GIVEN PROBLEM: Copy the entries below, starting at the first line and ending at the line containing "pixel 857 168", with the requests included. Multiply every coordinate in the answers by 0.35 and round each result to a whole number, rounding halves up.

— BEGIN RECORD EXTRACTS —

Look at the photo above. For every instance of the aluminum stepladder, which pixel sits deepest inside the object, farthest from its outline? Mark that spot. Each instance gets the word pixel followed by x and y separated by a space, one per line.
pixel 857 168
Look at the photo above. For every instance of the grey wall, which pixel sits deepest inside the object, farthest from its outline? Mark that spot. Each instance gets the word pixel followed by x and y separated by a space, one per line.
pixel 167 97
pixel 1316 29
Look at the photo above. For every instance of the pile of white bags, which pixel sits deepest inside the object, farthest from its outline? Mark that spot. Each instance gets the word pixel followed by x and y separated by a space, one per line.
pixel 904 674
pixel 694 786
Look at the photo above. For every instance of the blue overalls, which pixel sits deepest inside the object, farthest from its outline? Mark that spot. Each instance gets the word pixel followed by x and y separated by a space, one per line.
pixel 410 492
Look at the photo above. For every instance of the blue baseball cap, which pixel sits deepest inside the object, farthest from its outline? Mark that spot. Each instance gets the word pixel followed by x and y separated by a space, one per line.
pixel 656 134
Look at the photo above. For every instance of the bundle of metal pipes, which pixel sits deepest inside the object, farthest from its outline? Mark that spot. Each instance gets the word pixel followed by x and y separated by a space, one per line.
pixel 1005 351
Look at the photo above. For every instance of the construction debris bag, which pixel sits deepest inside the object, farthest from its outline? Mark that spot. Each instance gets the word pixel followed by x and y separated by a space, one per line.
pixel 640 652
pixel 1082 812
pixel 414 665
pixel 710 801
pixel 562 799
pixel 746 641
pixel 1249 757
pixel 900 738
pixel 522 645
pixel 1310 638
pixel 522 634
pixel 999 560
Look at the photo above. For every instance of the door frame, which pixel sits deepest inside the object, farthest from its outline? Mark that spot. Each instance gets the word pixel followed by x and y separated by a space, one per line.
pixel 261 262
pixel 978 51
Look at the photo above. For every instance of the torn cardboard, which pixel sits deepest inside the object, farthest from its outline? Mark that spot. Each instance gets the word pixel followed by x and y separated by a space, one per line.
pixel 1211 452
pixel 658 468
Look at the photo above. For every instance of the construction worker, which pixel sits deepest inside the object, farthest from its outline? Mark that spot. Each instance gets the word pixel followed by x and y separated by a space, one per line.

— END RECORD EXTRACTS —

OUTPUT FOR THIS TASK:
Look at the photo above. For every instance of the aluminum stepladder, which pixel sits deepest inside the object, farthest from its outline? Mark that spot. Each instance gets the word pixel followed by x and y separated by a space, one per line.
pixel 300 59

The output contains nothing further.